### 課題の説明
以下のVPN接続についての抜粋によると、VPN Tunnel を通過できるMTUはいくつだと確認されましたか。

なお、8.8.8.8 へのPing の応答はありませんがこれは正しい動作です。 Alibaba Cloud 側では宛先 8.8.8.8 を処理する方法というかルートが無いためです。 VPN Gateway はパブリックIPを持っていますがそのIPアドレスでインターネット上のホストと通信するわけではありません。 VPC のvRouter としてもこのテスト環境では宛先8.8.8.8 を扱うルートをもっていないためです。  この話は色々と考えなければならないこと、どこを出口とするのか、があるのでこの記事ではここまでとします。

3.MTU

VPN Tunnel を通過できるMTU を確認しました。1500 です。 まあ IPsec ではなくTCP上のSSL/TLS なので当たり前といえば当たり前の結果ではあります。Pingによる確認結果は以下の通りです。

“-l” で1473を指定し、”-f” でDon’t Fragment を指定した場合のPing 実行結果は以下の通り。

### データ記録
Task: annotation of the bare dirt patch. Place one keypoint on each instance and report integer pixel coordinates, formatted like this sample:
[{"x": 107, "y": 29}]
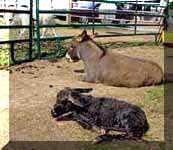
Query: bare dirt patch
[{"x": 33, "y": 89}]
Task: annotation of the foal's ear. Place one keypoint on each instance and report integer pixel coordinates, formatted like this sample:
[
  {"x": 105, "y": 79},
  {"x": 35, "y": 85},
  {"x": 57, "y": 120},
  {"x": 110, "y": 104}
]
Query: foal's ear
[
  {"x": 82, "y": 90},
  {"x": 74, "y": 97}
]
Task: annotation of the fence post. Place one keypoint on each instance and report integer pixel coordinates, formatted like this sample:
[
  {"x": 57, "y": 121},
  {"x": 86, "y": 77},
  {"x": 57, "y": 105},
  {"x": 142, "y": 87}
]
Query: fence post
[
  {"x": 93, "y": 15},
  {"x": 68, "y": 19},
  {"x": 136, "y": 7},
  {"x": 30, "y": 29},
  {"x": 38, "y": 29}
]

### 課題の解答
VPN Tunnel を通過できるMTUは1500だと確認されました。